#### [Provided text]
# Pee pads for male dogs.



## rb77 (Aug 16, 2021)

Hello everyone. I am getting a maltese puppy and I’m really in love with this little boy but I had wanted a girl. I plan to pad train and am concerned that a boy will lift and miss the pad or mark around my house. I had a male when I was a kid and he was pad trained but I don’t remember if he lifted. Any advise you guys can give would be great!


----------



## wkomorow (Aug 26, 2011)

I have my reusable pads go up about five inches against the tub in the bathroom, so even ehen he lifts his leg, he pees on the pad. I have had no issues with that.


----------



## The A Team (Dec 1, 2005)

You can always take an empty milk container, fill it with water and cover it with a pee pee pad...and place it in the middle of the pee pee pad....something to aim for.


----------



## Chvilla1 (Mar 20, 2020)

#### [Information shown]

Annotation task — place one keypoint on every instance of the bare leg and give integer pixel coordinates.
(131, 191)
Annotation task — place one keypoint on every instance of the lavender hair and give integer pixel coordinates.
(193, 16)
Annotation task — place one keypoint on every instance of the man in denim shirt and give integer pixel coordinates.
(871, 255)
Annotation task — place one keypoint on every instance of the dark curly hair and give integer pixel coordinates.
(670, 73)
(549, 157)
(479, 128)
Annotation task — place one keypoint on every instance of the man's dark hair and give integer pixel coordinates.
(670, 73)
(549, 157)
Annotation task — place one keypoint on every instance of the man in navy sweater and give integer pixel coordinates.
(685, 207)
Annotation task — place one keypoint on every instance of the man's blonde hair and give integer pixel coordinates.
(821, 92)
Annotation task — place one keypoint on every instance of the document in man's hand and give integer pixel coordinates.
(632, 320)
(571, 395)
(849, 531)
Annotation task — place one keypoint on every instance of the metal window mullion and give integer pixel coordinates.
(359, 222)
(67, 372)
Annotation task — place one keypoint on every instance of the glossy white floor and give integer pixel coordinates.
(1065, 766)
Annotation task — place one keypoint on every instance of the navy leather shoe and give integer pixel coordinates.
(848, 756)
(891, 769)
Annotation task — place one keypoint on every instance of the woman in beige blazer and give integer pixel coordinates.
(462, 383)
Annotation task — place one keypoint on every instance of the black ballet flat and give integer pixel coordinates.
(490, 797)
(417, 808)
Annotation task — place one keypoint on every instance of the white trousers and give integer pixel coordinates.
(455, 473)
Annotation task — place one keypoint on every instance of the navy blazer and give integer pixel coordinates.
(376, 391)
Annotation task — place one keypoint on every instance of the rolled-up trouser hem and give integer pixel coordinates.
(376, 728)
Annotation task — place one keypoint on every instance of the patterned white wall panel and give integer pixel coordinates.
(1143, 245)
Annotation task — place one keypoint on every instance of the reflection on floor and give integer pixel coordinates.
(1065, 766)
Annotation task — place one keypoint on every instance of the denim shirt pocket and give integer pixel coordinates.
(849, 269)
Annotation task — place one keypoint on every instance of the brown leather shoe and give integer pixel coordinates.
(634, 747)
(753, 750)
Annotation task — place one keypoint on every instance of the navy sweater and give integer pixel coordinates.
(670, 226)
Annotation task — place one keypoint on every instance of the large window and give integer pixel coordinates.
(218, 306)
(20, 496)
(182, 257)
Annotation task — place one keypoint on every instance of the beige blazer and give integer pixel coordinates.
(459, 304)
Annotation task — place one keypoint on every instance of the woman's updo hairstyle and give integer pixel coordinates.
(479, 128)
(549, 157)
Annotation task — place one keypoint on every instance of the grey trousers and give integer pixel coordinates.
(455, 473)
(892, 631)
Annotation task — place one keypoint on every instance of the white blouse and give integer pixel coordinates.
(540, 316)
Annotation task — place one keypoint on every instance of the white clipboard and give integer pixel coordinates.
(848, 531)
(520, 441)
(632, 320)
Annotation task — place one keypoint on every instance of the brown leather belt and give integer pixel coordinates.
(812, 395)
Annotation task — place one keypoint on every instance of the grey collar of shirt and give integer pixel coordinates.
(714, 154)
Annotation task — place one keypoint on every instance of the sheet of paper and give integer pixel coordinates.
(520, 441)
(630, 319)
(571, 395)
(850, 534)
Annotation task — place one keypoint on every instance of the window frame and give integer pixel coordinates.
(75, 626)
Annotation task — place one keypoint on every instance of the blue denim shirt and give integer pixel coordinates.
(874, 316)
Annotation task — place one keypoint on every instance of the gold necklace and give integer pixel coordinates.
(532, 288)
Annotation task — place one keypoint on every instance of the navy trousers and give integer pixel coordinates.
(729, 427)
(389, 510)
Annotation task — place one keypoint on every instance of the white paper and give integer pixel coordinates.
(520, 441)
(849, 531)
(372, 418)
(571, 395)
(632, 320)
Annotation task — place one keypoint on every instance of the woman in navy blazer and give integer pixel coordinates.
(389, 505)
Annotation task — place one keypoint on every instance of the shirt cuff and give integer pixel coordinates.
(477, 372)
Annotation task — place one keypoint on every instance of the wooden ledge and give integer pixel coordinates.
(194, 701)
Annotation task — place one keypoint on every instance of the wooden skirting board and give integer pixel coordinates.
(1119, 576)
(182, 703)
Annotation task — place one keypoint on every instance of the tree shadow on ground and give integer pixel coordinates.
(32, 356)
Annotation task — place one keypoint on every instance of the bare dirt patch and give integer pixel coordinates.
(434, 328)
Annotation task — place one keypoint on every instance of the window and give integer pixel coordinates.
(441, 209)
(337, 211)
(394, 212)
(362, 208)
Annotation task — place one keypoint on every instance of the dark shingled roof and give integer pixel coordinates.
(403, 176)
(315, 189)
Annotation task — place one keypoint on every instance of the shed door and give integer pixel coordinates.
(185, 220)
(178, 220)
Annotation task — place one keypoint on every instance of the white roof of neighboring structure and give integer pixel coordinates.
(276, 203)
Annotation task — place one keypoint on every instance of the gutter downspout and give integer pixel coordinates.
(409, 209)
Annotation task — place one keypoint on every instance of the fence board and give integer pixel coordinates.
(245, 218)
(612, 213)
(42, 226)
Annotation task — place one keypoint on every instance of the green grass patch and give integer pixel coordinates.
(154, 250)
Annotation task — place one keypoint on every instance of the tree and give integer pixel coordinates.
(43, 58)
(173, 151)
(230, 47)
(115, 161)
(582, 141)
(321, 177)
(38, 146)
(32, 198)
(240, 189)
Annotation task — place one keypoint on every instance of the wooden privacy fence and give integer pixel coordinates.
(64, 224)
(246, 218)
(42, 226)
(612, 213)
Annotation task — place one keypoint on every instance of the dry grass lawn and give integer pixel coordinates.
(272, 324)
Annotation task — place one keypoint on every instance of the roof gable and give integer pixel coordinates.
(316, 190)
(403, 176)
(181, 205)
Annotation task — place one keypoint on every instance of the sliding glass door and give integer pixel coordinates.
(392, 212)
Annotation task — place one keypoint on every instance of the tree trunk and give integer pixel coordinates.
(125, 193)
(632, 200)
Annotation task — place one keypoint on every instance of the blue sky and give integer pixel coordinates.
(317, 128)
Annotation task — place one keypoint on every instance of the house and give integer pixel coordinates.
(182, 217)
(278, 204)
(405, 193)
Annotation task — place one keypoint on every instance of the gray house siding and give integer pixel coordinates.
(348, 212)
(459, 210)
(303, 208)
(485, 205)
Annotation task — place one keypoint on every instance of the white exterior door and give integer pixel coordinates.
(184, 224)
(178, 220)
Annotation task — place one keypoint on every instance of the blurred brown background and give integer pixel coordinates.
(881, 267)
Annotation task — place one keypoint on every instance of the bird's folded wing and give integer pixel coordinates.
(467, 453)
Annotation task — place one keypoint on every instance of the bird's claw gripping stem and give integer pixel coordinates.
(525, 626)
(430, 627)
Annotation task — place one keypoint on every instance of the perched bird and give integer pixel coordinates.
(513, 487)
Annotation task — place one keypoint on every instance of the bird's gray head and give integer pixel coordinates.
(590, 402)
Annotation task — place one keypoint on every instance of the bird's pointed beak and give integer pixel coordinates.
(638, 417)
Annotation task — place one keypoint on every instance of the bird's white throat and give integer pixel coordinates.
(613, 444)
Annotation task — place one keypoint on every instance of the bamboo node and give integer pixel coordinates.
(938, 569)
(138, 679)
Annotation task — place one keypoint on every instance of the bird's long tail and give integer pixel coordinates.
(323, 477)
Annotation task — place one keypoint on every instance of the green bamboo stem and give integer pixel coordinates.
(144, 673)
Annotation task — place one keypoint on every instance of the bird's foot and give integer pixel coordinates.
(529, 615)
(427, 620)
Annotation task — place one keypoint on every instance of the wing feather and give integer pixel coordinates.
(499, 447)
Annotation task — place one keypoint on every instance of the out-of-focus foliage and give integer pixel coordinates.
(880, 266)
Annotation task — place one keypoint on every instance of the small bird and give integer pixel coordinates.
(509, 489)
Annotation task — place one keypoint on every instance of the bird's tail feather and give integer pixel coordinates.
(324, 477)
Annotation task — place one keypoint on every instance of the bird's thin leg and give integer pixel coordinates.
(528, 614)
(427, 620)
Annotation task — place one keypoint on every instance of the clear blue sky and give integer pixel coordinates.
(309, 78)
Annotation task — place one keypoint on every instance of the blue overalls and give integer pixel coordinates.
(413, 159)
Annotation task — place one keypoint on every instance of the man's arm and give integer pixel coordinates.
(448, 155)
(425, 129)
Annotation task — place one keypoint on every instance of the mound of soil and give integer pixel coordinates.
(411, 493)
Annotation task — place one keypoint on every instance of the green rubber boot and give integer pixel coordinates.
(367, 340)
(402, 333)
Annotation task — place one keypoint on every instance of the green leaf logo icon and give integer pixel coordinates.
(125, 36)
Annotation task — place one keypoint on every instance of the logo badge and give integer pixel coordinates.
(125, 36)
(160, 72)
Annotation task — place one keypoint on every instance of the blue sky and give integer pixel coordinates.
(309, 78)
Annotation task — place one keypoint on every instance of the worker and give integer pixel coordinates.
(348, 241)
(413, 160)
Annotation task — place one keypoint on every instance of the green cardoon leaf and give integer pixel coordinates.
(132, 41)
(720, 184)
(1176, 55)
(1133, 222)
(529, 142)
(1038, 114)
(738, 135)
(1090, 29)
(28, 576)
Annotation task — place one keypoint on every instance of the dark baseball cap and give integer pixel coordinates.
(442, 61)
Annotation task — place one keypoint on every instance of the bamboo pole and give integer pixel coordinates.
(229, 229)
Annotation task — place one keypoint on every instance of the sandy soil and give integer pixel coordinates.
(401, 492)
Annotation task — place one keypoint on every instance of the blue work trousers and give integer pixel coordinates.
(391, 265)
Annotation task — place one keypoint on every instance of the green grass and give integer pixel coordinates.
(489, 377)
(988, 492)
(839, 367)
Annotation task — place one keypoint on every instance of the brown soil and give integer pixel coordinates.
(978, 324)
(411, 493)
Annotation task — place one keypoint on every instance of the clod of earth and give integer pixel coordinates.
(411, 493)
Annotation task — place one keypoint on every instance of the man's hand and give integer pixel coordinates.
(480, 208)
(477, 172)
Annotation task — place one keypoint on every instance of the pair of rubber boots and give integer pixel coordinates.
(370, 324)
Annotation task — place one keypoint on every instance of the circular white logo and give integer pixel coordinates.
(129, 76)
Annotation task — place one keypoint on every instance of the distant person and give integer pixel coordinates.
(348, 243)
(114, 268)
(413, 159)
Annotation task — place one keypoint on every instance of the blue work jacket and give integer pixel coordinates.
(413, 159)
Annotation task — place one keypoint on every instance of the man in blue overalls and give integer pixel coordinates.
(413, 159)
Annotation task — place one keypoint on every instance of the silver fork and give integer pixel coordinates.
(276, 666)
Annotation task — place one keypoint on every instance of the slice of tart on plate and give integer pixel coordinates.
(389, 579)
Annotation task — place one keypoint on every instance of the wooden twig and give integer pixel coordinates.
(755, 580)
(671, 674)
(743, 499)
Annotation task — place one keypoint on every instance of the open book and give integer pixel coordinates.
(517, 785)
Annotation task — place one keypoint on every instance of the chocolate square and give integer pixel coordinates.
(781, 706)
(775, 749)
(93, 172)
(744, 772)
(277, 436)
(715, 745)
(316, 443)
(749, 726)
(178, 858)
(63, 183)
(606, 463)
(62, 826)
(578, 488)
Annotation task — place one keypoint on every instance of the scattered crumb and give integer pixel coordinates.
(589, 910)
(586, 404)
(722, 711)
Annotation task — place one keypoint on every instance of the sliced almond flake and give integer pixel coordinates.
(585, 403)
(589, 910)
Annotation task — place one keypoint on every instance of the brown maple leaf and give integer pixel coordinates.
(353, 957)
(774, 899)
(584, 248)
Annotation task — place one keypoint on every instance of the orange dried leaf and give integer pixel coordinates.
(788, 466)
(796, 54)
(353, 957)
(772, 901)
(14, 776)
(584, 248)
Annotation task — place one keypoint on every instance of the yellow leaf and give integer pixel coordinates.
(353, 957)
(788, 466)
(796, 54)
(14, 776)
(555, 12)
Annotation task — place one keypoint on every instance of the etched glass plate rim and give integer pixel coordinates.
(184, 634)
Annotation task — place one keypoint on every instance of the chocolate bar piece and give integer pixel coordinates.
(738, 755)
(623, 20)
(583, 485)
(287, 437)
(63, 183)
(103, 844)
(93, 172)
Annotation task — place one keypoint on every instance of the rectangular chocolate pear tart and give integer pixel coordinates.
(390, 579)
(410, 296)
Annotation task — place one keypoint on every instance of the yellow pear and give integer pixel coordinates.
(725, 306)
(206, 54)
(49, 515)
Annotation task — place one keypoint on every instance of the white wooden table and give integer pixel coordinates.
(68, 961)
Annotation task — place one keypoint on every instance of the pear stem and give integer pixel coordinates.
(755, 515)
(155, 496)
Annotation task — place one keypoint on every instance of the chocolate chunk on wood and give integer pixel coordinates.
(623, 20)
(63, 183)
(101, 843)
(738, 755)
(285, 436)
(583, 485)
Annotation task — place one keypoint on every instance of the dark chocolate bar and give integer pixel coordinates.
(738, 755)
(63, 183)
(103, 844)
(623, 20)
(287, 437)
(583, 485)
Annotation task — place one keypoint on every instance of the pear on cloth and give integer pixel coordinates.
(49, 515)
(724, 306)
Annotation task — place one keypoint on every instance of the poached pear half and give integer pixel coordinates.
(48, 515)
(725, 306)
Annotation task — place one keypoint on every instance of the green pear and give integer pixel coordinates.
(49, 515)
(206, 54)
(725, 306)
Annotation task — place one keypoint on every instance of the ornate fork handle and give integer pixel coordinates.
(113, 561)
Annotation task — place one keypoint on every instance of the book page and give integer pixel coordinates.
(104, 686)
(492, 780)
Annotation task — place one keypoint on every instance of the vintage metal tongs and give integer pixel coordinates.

#### [List of tasks]
#1 Show every line of the records that contains the word "plate", matching case exactly.
#2 Carry on the forum thread about pee pads for male dogs, starting right after its last line.

#### [Solved tasks]
#1
Annotation task — place one keypoint on every instance of the slice of tart on plate and give integer pixel coordinates.
Annotation task — place one keypoint on every instance of the etched glass plate rim and give integer pixel coordinates.

#2
rb77 said:


> Hello everyone. I am getting a maltese puppy and I’m really in love with this little boy but I had wanted a girl. I plan to pad train and am concerned that a boy will lift and miss the pad or mark around my house. I had a male when I was a kid and he was pad trained but I don’t remember if he lifted. Any advise you guys can give would be great!


I use pads in our vacation home bc we don’t have anywhere to go outside and walk and my boy transfers great but the lifting leg thing can be a problem. I keep a large reusable pee pad underneath the disposable pee pads. He hardly misses but when he does we have the reusable as a back up and it is easily washed. I bought it on Amazon.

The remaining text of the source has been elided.